**To do**
Retype the lines of the entries below word for word, starting with the line that contains "QA review pass — verify and re-annotate every green ivy" and going on through the line that contains "144, 193, 387, 399", with both of those lines included.

=== Provided entries ===

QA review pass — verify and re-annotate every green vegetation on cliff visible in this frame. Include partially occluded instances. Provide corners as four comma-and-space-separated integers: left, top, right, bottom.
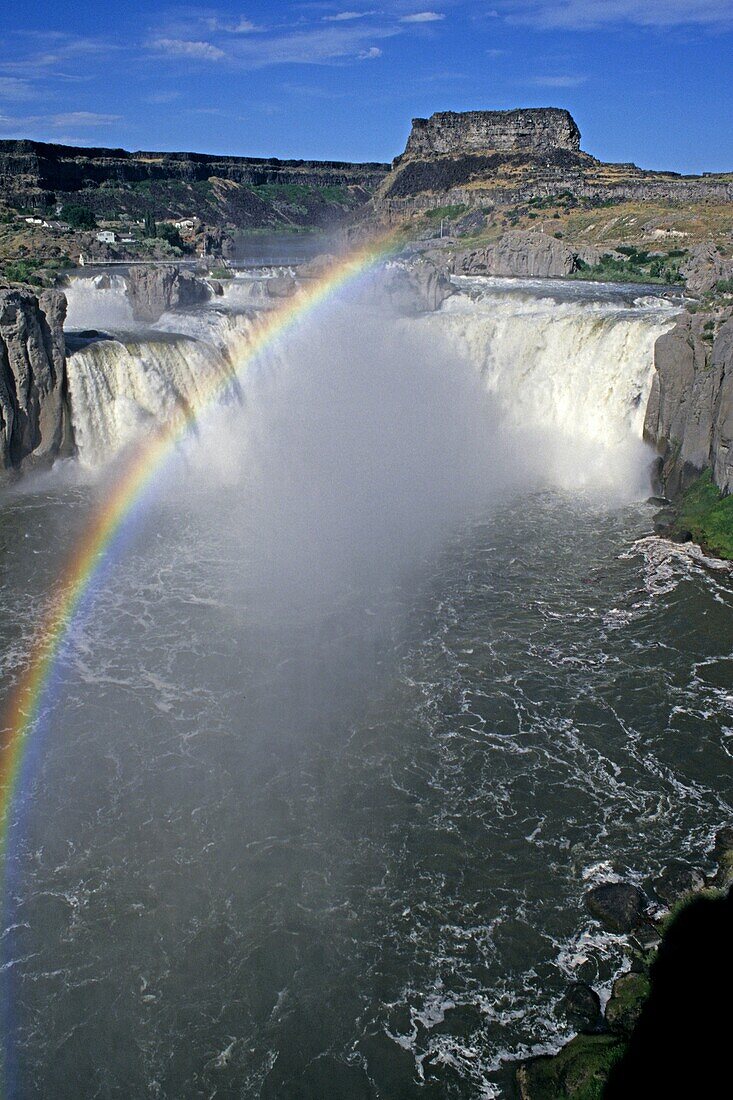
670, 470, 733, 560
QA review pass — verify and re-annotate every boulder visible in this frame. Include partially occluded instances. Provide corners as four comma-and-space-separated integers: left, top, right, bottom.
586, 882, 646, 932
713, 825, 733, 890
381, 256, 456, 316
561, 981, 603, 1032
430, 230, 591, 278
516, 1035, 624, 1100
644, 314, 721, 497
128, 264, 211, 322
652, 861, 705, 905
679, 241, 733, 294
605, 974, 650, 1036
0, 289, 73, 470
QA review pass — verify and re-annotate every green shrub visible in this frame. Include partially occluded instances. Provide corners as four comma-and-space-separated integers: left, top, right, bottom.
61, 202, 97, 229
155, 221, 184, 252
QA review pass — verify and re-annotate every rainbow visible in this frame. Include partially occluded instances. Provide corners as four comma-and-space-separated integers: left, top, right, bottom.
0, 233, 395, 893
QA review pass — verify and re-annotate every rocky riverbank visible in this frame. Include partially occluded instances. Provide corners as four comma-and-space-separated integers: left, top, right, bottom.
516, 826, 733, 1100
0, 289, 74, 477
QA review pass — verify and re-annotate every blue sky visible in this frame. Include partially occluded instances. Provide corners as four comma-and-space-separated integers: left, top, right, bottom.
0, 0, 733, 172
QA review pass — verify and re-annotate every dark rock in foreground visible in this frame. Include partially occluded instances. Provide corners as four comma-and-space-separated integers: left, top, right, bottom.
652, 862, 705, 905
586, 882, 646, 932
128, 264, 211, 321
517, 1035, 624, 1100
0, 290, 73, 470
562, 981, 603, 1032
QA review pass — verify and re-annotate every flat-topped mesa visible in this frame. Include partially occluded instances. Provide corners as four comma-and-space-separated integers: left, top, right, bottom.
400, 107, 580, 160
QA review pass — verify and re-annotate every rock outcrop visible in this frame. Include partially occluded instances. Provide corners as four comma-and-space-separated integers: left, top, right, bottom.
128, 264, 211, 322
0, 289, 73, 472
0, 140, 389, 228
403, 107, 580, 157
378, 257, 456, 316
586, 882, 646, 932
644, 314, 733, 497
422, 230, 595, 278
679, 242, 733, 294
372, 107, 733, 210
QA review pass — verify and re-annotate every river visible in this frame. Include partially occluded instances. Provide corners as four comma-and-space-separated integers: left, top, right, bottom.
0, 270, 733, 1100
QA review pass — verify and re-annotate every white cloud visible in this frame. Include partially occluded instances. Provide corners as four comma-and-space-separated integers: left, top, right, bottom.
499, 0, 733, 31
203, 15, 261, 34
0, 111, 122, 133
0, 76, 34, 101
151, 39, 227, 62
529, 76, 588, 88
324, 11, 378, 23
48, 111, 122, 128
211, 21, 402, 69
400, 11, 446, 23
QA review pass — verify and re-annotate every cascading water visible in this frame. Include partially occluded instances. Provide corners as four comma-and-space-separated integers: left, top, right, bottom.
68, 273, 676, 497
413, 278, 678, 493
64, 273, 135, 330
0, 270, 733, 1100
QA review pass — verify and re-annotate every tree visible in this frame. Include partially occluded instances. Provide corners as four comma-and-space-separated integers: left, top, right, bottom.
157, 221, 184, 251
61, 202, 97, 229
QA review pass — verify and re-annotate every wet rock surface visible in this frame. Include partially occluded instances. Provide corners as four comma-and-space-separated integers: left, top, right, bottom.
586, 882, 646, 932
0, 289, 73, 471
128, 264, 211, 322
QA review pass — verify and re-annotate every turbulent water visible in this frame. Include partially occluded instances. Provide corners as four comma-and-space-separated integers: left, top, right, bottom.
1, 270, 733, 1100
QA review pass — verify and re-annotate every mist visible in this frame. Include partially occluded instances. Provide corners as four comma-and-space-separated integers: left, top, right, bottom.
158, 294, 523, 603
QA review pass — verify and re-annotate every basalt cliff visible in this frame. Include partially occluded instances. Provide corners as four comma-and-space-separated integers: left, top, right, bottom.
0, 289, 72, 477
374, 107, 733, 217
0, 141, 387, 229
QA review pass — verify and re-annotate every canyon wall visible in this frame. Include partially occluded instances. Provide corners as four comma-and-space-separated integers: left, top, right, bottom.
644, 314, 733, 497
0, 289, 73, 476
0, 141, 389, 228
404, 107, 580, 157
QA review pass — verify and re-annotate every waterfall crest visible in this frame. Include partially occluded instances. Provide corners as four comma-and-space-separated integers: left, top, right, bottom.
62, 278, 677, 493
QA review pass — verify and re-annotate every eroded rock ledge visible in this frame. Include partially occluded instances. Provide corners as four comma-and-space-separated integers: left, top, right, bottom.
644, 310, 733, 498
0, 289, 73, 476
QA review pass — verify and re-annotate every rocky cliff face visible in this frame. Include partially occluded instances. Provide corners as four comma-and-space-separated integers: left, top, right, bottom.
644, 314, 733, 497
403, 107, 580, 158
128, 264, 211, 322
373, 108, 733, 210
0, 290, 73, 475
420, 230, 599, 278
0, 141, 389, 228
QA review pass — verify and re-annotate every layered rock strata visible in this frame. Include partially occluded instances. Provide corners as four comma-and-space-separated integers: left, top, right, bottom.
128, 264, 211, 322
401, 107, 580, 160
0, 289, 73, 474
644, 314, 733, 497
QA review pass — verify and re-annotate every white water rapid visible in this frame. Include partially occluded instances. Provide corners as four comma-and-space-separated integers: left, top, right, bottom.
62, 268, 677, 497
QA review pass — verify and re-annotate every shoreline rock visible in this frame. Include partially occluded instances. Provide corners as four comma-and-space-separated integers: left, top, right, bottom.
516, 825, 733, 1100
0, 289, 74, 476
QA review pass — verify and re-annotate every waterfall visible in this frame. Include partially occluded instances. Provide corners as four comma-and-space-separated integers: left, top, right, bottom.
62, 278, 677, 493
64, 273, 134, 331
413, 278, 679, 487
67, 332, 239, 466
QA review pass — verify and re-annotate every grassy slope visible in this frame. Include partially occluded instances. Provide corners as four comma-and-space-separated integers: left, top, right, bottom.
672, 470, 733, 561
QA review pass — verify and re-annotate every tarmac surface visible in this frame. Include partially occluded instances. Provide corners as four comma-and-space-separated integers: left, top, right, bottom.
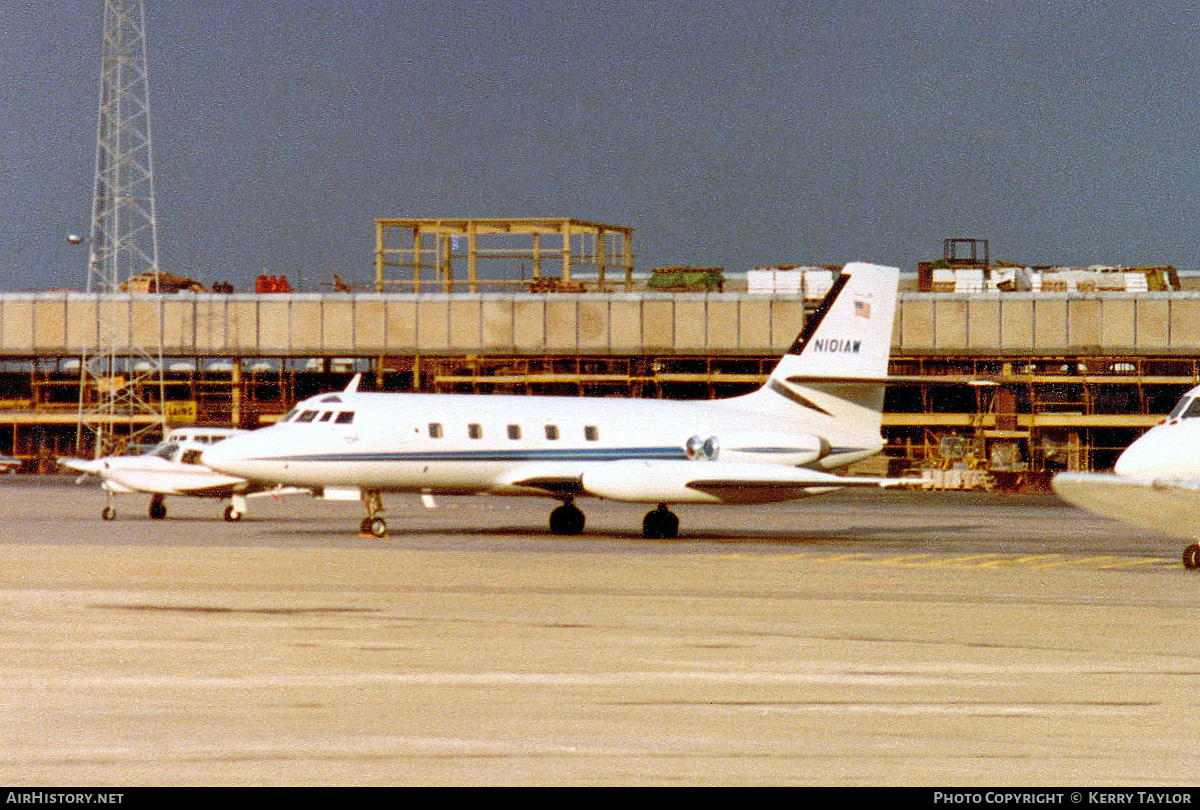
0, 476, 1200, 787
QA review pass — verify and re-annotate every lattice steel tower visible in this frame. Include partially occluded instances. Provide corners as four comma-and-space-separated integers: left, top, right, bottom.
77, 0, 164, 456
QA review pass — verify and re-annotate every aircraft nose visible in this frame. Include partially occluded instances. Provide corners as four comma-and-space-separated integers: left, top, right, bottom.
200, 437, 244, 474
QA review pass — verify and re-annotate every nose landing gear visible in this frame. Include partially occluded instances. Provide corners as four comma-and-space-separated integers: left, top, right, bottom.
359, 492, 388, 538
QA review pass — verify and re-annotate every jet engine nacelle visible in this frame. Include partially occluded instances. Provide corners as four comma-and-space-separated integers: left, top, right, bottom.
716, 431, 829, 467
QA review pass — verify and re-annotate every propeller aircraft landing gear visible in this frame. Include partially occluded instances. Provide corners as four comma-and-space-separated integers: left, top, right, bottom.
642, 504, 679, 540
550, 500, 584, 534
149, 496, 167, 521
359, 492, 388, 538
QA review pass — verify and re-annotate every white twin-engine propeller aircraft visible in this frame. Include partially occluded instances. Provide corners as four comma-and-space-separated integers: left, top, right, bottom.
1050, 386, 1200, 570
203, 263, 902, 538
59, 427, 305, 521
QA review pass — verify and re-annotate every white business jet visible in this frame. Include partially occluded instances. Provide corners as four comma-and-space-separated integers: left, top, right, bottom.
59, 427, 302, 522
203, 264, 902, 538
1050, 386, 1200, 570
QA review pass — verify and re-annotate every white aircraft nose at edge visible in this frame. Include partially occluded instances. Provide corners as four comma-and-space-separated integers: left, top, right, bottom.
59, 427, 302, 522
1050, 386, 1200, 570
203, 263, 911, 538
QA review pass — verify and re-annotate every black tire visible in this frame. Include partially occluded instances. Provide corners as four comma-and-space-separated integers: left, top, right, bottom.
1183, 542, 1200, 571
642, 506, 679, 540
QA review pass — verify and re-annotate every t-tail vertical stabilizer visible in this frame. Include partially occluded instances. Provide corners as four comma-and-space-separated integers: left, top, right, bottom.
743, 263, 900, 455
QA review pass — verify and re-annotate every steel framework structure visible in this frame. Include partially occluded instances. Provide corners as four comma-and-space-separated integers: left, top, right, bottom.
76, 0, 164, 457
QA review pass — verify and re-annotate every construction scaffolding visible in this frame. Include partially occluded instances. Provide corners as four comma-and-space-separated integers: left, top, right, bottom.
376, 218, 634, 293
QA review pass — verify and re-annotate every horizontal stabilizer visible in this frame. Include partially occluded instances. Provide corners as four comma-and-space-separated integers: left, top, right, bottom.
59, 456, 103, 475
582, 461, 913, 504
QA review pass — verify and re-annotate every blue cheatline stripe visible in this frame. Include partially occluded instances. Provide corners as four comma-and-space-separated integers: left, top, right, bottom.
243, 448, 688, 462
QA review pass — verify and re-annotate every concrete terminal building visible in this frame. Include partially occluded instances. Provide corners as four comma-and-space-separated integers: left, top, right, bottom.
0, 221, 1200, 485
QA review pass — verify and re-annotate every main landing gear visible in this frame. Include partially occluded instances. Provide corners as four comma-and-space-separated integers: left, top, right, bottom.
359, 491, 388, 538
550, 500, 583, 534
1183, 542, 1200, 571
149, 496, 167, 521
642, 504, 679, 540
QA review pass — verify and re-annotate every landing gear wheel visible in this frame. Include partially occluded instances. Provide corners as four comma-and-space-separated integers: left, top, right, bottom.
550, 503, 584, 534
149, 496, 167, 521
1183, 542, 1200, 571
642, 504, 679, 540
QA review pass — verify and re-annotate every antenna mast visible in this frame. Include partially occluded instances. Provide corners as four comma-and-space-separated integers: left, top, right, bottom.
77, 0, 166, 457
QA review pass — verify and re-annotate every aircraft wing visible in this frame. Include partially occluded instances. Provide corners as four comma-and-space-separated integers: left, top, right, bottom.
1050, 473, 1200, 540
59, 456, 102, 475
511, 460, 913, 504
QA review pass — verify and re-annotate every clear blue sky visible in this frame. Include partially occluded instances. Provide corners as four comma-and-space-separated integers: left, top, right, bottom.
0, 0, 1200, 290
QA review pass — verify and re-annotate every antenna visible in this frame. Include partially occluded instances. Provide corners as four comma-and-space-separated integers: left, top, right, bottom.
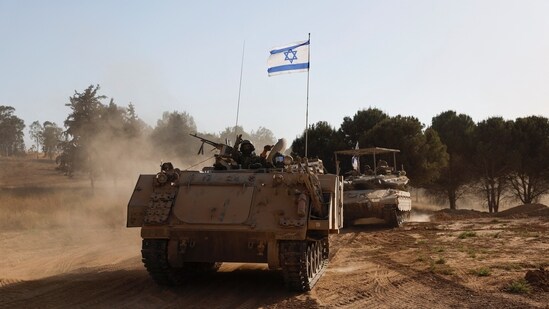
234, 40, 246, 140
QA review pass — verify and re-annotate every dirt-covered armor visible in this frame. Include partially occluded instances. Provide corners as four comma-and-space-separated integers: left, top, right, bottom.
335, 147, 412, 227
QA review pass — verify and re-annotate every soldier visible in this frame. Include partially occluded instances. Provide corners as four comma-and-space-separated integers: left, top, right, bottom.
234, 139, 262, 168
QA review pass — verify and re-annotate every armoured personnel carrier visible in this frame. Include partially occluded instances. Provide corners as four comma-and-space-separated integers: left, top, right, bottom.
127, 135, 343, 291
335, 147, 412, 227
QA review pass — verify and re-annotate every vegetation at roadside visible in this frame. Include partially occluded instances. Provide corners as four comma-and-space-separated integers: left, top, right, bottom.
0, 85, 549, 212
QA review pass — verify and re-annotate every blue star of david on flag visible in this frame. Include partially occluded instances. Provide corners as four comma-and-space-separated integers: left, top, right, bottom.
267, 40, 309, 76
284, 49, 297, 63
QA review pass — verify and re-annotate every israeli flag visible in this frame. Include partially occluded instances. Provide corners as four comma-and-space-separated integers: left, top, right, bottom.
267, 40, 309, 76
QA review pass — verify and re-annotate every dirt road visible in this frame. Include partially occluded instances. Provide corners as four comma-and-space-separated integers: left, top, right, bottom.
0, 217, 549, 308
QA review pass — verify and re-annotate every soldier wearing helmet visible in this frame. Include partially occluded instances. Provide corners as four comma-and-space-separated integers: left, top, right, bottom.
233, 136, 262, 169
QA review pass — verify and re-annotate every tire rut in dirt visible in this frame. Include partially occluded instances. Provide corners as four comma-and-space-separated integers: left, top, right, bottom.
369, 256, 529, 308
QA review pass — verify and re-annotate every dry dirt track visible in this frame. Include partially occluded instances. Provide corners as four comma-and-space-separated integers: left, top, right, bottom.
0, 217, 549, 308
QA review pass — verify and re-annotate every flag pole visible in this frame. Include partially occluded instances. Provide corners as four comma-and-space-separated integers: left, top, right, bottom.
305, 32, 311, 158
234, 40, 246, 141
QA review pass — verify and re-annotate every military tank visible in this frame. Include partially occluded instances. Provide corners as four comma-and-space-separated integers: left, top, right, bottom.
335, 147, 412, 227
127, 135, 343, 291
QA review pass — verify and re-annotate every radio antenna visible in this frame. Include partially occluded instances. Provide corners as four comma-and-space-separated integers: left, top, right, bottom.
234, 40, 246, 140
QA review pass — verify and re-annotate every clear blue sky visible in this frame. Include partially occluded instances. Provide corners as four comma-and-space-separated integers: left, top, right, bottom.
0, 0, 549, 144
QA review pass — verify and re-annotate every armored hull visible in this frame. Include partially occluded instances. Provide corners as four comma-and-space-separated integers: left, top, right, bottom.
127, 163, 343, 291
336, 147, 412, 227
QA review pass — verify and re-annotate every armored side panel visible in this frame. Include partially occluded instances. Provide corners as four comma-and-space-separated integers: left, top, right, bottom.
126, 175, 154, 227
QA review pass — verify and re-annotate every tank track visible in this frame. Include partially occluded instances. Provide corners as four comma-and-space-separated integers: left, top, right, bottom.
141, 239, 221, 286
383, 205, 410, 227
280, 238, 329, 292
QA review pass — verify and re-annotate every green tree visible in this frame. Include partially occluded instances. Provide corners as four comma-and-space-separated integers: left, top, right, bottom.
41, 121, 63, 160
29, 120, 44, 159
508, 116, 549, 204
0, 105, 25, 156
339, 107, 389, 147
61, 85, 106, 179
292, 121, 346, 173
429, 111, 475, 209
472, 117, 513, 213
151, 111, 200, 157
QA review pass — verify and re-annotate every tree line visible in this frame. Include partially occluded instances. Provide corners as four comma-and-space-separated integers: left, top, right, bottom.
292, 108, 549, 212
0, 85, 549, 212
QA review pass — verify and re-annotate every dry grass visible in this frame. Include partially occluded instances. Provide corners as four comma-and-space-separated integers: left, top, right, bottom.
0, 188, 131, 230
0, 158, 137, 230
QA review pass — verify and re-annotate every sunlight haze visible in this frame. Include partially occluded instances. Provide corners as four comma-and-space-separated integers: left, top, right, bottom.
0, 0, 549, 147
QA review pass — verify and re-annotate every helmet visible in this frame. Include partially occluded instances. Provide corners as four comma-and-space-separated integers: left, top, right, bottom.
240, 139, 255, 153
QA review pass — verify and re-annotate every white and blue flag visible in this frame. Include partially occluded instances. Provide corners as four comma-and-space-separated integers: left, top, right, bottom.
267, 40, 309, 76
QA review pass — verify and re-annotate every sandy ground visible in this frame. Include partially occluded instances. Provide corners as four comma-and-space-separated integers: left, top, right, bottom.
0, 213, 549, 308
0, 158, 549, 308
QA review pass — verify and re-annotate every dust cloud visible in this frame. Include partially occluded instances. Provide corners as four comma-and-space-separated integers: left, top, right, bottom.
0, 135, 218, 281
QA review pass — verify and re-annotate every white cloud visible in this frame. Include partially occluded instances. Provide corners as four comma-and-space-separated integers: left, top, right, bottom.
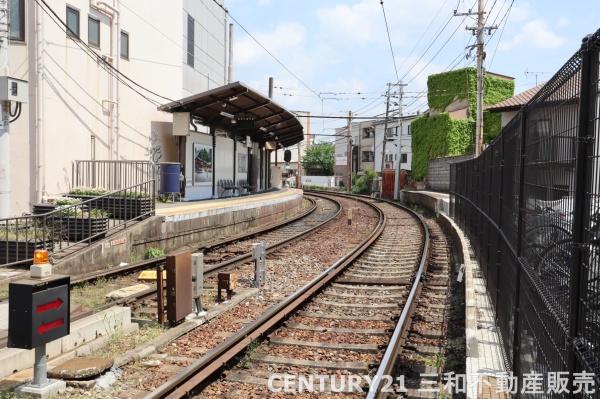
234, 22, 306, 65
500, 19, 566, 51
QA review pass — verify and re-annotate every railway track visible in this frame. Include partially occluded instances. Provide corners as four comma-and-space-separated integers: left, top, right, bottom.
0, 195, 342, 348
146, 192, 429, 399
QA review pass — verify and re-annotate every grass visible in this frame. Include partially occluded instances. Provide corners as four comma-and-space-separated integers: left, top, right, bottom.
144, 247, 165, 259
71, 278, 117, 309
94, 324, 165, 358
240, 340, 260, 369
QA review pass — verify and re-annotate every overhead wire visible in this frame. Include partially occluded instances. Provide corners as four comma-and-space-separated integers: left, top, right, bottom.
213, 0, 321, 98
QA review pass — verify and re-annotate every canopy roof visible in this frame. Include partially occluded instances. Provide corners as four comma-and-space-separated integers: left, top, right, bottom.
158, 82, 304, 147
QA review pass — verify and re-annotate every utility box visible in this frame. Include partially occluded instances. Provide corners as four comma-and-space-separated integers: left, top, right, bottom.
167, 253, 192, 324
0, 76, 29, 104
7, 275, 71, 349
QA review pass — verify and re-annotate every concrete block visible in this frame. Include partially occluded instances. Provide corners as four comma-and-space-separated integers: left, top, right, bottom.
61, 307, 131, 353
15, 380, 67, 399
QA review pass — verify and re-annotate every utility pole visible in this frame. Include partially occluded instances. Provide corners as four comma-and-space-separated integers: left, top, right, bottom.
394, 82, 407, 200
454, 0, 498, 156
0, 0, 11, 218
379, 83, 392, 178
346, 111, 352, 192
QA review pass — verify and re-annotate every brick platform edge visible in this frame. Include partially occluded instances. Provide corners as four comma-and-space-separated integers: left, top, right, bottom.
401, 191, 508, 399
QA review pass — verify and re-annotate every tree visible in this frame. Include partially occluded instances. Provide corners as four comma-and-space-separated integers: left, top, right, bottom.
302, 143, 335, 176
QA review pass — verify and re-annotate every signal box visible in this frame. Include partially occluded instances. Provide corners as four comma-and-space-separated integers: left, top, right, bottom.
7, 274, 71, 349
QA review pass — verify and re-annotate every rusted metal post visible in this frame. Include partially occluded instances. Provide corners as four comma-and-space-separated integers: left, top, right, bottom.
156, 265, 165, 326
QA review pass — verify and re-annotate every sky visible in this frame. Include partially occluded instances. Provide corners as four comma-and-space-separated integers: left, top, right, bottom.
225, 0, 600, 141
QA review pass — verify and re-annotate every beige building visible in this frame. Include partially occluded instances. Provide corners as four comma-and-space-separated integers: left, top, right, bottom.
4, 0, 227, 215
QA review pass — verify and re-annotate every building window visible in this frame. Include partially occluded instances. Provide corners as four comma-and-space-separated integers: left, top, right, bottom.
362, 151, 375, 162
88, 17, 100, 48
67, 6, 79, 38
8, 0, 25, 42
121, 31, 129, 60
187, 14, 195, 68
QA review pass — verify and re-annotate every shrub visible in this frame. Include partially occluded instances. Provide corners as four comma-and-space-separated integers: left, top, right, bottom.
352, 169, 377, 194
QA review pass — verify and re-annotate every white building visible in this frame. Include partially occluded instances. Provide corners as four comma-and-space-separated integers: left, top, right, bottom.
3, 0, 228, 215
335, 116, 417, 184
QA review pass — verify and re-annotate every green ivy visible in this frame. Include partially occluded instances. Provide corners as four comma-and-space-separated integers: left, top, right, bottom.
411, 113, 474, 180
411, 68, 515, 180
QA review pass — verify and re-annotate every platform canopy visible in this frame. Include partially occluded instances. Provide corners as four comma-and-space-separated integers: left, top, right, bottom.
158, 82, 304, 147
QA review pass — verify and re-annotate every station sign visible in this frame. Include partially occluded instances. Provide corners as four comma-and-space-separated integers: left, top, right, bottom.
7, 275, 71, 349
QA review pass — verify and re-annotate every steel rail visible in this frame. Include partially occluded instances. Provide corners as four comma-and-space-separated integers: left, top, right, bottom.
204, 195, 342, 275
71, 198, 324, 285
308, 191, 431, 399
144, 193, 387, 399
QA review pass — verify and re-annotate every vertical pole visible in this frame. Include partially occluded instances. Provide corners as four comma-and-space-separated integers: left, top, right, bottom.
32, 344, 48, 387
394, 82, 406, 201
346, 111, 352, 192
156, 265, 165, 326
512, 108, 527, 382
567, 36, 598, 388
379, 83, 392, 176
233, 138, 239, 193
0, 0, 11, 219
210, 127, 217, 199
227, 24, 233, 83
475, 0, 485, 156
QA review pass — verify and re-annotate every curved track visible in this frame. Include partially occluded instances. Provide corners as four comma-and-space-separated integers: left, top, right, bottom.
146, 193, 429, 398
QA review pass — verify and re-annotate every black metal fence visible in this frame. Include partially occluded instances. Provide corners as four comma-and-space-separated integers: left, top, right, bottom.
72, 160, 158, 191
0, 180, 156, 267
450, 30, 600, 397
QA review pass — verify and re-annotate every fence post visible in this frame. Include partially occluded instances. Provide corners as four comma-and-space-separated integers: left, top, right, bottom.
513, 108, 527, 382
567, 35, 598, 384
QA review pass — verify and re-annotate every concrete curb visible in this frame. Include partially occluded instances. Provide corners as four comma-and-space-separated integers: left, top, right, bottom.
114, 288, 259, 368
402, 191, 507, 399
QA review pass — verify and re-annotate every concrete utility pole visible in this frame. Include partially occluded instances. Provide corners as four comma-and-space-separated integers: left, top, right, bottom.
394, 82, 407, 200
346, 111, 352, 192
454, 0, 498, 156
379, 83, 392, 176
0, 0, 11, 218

===

**Response**
QA review pass — verify and re-annotate every green ivy visible in this frame. Include partially occluded instances. Provide corners as four comma-and-space-separated integers: left, top, right, bottom.
411, 113, 474, 180
411, 68, 515, 180
QA review pass — verify and re-annotate every platform canopy visible in this frame. Include partially occluded instances. Provide corners as four comma-and-space-separated integers: left, top, right, bottom.
158, 82, 304, 147
QA review pass — verify and re-annotate every station sign visible in this frame. Include partially occluded instances. Provide corners as four comma-and-space-separated integers: left, top, right, bottom.
7, 275, 71, 349
QA review pass — verify and re-annotate every steel rail visible in this frame. Include partially occluded instances. Provide corners as four comma-and-space-separated integers: left, top, right, bottom.
204, 195, 342, 275
71, 198, 324, 285
308, 191, 431, 399
144, 193, 387, 399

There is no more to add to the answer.